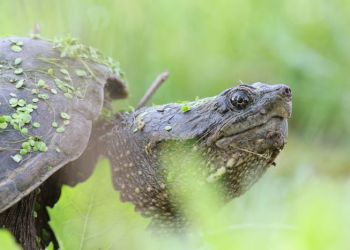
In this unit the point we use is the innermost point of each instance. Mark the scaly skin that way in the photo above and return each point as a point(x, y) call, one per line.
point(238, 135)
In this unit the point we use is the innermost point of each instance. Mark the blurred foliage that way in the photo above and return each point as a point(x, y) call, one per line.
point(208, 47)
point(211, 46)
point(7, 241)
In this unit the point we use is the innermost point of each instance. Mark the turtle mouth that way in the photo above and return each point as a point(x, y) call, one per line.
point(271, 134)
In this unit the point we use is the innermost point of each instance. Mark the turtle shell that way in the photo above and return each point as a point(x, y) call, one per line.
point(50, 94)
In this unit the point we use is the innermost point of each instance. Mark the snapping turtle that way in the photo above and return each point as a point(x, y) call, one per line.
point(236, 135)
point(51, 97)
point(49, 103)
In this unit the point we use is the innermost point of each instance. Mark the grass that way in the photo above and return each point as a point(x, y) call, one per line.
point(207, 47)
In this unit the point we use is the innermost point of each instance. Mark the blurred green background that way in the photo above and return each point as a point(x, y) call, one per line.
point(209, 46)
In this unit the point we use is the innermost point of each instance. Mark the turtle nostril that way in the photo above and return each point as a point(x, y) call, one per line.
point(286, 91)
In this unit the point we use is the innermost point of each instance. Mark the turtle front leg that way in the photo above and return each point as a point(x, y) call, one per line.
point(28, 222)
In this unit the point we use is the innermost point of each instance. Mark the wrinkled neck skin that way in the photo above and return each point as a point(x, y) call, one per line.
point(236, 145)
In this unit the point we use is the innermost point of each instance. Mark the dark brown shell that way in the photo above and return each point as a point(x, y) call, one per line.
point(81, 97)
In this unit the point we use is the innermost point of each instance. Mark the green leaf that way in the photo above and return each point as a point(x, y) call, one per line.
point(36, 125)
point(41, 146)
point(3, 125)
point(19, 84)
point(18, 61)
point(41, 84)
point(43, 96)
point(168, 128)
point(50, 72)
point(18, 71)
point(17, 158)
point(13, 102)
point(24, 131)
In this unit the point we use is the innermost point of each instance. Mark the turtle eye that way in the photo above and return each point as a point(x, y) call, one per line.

· · ·

> [PROBLEM] Rewrite every line from the start of the records through the line containing "point(238, 135)", both included, scaling each point coordinate in the answers by 2 and rounding to whole numbers, halves up. Leave the pictures out.

> [PROBLEM SOLUTION]
In this unit the point we use is the innermost point of each instance. Mark the scaly skin that way in the photo above and return each point as a point(x, y) call, one per line.
point(476, 270)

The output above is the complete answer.